■ Entries provided ■
>> Begin

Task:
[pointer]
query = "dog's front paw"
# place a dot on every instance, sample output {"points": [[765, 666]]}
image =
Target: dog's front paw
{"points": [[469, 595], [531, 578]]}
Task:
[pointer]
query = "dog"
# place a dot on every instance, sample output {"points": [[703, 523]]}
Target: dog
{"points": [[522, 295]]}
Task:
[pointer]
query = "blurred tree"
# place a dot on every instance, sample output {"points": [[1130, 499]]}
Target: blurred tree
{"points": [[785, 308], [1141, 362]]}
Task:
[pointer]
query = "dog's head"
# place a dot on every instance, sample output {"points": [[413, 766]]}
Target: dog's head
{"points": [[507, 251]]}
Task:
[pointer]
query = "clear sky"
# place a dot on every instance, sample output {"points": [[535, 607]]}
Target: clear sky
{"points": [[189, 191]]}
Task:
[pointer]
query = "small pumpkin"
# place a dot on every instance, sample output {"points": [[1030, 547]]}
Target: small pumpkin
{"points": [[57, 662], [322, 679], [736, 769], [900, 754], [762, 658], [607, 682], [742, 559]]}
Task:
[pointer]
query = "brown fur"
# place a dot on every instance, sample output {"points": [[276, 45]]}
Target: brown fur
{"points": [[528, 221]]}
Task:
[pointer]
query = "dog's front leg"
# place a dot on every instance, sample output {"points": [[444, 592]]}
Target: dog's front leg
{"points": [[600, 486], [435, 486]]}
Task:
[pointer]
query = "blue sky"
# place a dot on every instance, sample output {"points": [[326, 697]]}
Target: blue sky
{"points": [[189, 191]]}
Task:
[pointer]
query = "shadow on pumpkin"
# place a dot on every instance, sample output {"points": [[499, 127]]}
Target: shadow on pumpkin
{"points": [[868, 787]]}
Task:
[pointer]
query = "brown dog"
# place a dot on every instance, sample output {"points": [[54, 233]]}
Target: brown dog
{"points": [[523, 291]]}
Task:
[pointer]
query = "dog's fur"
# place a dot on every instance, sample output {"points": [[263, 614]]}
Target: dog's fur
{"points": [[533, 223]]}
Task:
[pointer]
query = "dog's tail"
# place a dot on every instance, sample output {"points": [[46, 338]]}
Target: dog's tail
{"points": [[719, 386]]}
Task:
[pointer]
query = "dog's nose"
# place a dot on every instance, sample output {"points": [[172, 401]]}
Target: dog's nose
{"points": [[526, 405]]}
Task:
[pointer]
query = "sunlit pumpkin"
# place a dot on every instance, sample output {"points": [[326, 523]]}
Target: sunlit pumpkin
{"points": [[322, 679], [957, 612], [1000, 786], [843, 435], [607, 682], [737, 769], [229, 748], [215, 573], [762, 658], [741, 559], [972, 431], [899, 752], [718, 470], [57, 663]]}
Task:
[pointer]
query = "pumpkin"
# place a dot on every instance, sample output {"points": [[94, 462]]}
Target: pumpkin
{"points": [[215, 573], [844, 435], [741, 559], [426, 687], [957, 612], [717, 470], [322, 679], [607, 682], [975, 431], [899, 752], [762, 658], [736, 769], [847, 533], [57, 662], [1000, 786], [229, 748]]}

>> End

■ Goal of the exercise ■
Please extract every line in the material that contains the word "front". Case counts.

■ Response ■
query = "dog's front paw"
Target: dog's front paw
query = "dog's front leg"
Target: dog's front leg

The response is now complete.